Volver a lo básico
Nuestro mundo

Volver a lo básico

Nuestro Mundo

1.- ¿A alguien le importa cuánto corriste por la mañana?

2.- ¿A alguien le importa qué libro estás leyendo?

3.- ¿A alguien le importa cuantos centímetros le añadiste a tus bíceps en la última semana?

4.- ¿A alguien le importa si pudiste hacer el cuervo en tu clase de yoga?

5.- ¿A alguien le importa si tu mesa de domingo se veía espectacular?

6.- ¿A alguien le importa ver tu asador repleto de carne?

7.- ¿A alguien le importa ver a tu mascota?

8.- ¿A alguien le importan tus fotos de infancia?

9.- ¿A alguien le importa si te tomaste un café, una cerveza o un vaso con agua?

10.- ¿A alguien le importa realmente tu vida?

Por la naturaleza de mi trabajo, mi perfil de Facebook no sólo está alimentado de las historias de mis amistades, hay mucha gente que no conozco físicamente pero que dada la interacción sé de ellos y sus vidas, hay otras que conozco indirectamente, hay aquellos que revisten un interés profesional y por eso están ahí, o hay quienes llegaron por error creyendo que yo era otra persona.

◇ ◇ ◇

# [EJERCICIOS]
A – Cambia "mascota" por "gato" en todo el pasaje del texto sobre lo que a otros les importa que va desde "6.- ¿A alguien" hasta "era otra persona.", y escribe ese pasaje completo.
B – Escribe la continuación del texto sobre lo que a otros les importa a partir de su última oración.
El listado es un material aparte del texto sobre lo que a otros les importa.

◇ ◇ ◇

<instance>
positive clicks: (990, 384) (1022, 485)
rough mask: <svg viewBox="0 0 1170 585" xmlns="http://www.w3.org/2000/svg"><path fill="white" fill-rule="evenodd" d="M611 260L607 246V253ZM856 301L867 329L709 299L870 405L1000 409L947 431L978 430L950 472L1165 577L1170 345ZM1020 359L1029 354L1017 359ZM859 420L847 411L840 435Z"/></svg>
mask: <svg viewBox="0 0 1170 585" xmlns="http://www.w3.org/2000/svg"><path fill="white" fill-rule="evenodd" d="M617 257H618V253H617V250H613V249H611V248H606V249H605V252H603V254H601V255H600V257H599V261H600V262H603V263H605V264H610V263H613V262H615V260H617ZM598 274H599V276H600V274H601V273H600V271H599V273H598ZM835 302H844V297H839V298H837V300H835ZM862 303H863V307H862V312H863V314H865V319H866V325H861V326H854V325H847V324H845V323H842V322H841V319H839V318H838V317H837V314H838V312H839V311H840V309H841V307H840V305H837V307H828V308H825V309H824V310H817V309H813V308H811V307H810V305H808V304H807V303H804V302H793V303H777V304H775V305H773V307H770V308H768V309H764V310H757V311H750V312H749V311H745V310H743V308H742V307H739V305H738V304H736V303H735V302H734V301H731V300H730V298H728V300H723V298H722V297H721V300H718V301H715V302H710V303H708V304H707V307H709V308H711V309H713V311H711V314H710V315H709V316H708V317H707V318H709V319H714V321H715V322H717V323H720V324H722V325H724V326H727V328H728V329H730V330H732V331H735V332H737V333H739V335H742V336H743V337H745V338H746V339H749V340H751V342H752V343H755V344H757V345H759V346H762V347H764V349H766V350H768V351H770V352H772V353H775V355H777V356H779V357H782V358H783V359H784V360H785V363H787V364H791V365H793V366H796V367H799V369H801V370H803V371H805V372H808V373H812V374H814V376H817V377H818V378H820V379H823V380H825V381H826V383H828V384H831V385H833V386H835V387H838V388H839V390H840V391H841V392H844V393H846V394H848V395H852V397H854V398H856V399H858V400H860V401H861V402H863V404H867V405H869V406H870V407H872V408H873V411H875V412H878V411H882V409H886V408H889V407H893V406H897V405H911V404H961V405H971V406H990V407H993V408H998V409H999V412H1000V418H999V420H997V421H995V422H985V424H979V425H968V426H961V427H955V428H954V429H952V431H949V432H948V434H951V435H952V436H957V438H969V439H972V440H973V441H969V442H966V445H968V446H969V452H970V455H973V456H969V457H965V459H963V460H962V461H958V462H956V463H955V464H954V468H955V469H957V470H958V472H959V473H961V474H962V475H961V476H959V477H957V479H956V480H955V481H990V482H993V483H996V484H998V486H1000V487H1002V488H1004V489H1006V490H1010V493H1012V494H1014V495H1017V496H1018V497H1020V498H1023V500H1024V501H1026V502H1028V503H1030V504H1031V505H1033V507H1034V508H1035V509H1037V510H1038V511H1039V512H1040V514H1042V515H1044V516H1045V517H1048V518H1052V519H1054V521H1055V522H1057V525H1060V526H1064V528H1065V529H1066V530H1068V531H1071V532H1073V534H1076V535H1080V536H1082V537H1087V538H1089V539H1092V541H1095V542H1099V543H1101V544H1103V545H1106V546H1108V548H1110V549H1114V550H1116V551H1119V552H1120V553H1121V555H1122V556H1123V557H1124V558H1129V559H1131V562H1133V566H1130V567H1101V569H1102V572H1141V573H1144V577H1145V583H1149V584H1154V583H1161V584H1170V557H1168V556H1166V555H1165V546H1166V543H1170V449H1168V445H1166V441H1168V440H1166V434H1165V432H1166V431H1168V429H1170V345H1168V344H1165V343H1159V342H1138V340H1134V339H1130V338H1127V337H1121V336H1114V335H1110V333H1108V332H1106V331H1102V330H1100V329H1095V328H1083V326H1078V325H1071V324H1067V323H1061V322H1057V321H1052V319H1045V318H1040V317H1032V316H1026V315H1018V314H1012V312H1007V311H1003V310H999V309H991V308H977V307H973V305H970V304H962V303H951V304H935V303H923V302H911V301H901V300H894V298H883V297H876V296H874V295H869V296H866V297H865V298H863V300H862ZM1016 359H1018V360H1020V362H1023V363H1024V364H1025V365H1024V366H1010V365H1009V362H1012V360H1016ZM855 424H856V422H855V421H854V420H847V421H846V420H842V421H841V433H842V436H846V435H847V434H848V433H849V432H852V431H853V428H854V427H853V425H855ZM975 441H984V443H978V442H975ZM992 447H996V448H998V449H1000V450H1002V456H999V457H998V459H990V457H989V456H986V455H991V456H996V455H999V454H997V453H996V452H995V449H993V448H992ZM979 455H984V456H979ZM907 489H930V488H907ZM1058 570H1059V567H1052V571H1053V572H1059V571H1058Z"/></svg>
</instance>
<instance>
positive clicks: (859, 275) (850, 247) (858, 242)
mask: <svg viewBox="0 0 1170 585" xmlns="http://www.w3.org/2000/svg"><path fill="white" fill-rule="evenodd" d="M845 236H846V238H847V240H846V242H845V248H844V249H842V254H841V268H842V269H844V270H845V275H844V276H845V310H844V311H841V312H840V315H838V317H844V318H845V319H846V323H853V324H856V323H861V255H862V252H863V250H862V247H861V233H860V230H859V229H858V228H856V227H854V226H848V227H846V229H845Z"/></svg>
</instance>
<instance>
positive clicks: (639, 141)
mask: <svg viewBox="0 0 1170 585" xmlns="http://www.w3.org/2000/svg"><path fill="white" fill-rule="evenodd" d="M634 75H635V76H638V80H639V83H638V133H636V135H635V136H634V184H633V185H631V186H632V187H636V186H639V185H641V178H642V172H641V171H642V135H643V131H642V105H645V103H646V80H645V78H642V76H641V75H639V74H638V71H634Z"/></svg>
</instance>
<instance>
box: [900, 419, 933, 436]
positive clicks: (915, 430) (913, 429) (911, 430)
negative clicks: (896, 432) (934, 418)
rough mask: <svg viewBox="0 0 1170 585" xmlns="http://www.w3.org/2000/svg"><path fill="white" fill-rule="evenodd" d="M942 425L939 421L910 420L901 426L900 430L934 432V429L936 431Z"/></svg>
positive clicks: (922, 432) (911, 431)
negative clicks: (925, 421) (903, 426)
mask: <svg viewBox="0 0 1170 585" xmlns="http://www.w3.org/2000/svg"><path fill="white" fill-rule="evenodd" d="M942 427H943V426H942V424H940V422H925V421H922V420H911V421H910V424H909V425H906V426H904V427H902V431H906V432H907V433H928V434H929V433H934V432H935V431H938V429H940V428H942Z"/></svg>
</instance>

◇ ◇ ◇

# [RESPUESTAS]
A –
6.- ¿A alguien le importa ver tu asador repleto de carne?

7.- ¿A alguien le importa ver a tu gato?

8.- ¿A alguien le importan tus fotos de infancia?

9.- ¿A alguien le importa si te tomaste un café, una cerveza o un vaso con agua?

10.- ¿A alguien le importa realmente tu vida?

Por la naturaleza de mi trabajo, mi perfil de Facebook no sólo está alimentado de las historias de mis amistades, hay mucha gente que no conozco físicamente pero que dada la interacción sé de ellos y sus vidas, hay otras que conozco indirectamente, hay aquellos que revisten un interés profesional y por eso están ahí, o hay quienes llegaron por error creyendo que yo era otra persona.

B –
Toda esa lista que formulo al inicio a manera de preguntas, es algo que está en mi cabeza cada vez que entro a esa red social. Por supuesto que voy y checo mis publicaciones y las preguntas quizá serían otras con el mismo fondo, ¿a quién le interesa si presenté un libro, acudí a un foro o entrevisté a alguien?, ¿a quién le interesa si mis hijos cumplen años o corren una carrera o a mí me regalan algo? Quiero ir más allá, ¿qué necesidades hay detrás de cada una de nuestras publicaciones?, y lo planteo con interrogantes porque quizá sólo especule sobre las muchas razones existentes: ¿reconocimiento?, ¿soledad?, ¿autoestima baja?, ¿presunción?, ¿imitación?, ¿promoción?, ¿construcción de liderazgos?, ¿soberbia? La respuesta la tendremos que buscar cada uno de nosotros, aunque no sé a qué porcentaje de los usuarios de la red le interese.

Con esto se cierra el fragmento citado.